(Required task)
Will you output, without any changes, the rows below from the line holding "Please indicate the formation" through the last row, inclusive?

(Data lines)
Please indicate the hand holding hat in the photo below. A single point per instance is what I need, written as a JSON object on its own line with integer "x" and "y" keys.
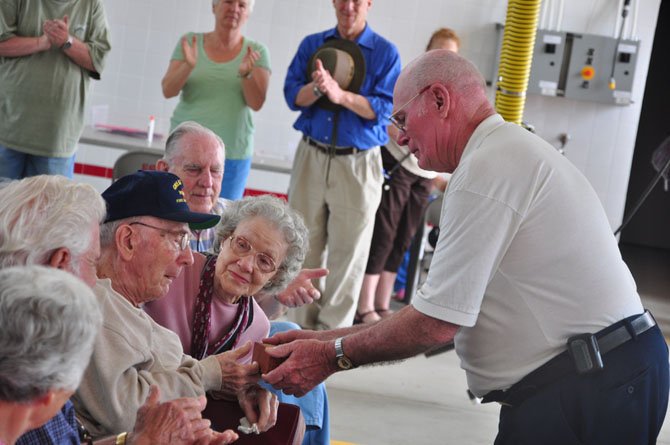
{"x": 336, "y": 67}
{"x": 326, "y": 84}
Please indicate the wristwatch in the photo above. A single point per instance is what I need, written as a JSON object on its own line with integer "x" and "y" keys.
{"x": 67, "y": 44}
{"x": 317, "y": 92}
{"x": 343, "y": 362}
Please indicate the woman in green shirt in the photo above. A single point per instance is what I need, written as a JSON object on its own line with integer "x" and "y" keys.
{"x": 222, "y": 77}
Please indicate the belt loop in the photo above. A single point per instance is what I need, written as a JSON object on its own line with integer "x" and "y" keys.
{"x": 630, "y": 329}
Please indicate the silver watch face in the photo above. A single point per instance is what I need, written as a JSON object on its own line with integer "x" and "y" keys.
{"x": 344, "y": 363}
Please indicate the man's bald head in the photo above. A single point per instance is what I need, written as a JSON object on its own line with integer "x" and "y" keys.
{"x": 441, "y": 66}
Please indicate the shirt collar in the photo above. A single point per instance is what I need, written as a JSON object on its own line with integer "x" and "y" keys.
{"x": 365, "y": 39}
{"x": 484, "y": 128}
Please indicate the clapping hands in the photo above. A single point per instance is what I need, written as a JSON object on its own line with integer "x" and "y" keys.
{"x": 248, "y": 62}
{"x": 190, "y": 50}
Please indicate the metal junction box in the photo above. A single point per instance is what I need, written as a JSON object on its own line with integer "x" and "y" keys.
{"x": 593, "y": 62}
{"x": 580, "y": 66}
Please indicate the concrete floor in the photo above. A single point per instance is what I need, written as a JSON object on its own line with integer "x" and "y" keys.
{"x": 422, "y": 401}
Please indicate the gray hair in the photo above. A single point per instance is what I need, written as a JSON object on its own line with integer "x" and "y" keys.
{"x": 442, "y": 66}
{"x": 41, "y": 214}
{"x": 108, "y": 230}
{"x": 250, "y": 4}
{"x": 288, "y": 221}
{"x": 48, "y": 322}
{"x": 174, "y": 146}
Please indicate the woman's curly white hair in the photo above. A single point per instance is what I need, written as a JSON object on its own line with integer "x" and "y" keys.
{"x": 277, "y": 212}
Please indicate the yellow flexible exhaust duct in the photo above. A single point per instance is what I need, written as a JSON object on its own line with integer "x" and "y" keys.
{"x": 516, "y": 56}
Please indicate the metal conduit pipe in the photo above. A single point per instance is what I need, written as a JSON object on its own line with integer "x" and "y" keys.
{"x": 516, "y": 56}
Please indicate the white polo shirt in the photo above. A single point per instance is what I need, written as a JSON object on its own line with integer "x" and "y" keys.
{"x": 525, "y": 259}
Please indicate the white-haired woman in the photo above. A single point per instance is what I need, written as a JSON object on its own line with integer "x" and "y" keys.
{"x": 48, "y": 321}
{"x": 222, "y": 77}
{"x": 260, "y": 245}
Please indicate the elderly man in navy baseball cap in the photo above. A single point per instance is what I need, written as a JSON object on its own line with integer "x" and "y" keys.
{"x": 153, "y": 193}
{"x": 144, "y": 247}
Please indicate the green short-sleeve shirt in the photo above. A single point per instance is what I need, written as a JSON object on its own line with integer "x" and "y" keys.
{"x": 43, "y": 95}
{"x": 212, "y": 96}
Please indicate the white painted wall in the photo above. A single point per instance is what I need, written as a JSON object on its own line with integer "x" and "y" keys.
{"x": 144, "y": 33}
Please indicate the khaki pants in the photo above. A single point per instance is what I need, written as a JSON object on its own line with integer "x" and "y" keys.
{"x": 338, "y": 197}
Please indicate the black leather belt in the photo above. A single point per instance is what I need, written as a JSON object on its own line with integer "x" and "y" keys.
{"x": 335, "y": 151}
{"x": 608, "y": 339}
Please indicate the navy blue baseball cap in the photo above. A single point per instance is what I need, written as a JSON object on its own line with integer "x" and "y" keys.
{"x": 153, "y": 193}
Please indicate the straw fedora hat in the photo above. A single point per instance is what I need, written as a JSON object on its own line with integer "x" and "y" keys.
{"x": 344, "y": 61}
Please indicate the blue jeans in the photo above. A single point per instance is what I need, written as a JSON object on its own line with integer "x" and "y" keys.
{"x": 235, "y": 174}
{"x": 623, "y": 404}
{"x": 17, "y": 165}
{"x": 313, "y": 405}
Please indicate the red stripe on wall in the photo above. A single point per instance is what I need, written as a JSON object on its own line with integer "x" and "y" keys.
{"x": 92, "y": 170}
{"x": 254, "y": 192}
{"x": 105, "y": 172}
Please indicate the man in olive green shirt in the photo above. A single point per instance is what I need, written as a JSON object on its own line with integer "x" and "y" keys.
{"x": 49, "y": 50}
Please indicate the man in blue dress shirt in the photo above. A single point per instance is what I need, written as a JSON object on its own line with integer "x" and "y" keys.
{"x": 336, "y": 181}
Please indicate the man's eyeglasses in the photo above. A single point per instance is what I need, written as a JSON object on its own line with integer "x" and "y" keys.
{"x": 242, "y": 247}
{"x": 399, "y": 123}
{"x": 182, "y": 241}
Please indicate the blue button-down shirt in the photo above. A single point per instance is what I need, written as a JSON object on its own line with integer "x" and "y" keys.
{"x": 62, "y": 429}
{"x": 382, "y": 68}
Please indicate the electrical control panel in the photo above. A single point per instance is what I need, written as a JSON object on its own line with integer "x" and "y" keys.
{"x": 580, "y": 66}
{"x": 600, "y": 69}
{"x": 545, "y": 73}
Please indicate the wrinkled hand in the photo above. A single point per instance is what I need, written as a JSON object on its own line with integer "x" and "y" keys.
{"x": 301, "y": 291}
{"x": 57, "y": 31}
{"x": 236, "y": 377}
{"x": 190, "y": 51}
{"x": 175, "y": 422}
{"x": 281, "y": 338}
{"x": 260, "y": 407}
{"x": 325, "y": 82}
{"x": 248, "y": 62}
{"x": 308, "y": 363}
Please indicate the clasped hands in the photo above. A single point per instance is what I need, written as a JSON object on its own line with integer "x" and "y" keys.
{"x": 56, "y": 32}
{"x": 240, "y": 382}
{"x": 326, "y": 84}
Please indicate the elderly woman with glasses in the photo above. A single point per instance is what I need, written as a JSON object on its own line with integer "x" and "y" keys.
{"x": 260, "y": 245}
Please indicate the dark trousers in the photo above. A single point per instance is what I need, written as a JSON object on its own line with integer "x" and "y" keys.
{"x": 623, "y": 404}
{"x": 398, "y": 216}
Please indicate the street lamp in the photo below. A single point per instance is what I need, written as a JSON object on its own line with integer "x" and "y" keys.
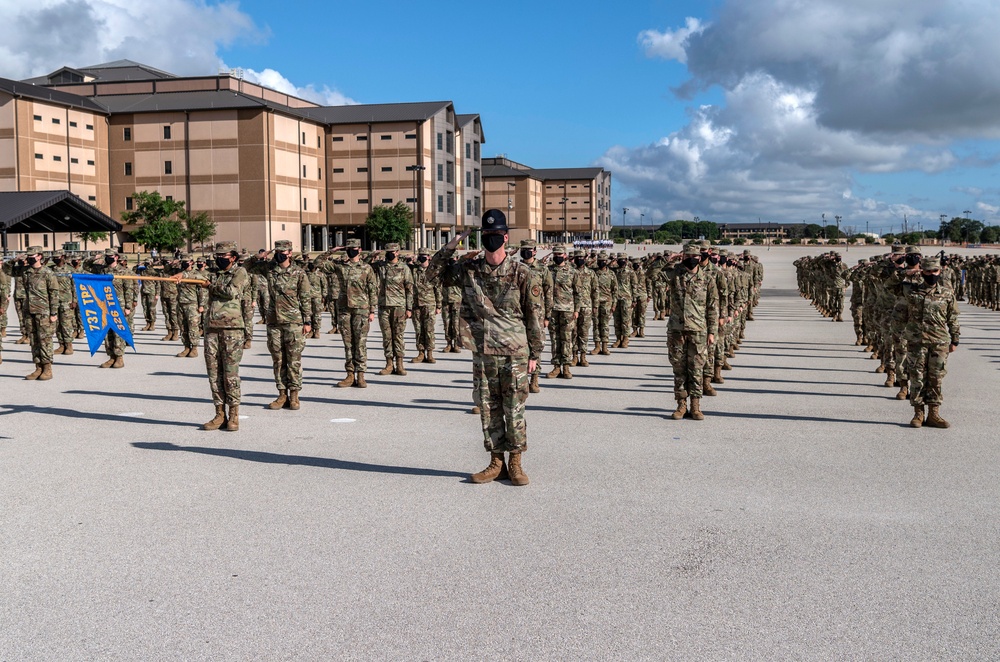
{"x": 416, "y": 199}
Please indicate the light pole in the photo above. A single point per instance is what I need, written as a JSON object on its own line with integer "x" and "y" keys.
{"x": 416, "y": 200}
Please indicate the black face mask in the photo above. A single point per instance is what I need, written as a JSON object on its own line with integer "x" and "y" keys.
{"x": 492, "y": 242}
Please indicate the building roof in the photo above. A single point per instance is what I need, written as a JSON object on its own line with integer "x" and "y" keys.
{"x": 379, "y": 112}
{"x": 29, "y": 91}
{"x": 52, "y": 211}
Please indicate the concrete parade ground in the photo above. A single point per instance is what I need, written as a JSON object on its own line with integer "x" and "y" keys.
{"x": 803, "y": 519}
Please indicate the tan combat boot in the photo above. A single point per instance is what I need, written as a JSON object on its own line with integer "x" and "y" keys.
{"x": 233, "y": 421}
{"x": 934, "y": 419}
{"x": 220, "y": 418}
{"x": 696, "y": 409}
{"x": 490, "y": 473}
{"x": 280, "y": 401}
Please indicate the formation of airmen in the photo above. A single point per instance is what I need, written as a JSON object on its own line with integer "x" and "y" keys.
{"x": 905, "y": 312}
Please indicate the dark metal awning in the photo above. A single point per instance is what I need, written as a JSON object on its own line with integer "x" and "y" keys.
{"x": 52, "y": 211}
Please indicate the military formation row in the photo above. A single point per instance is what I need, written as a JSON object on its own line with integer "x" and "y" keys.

(Solution to this task)
Please indicate the formation of airmen in the photo above. A single point per instance is what I need, written as a JSON object on its own line with integer "x" and "y" keys.
{"x": 905, "y": 312}
Please indicate the dark metal awning in the photo above. A single point per instance is what I need, written as a JSON object on its own line with integer "x" and "y" keys.
{"x": 52, "y": 211}
Please indicate the military formation row in the photo above. A single point per instance is what I need, written as a JSON object on its own line with integer "x" and "y" keys.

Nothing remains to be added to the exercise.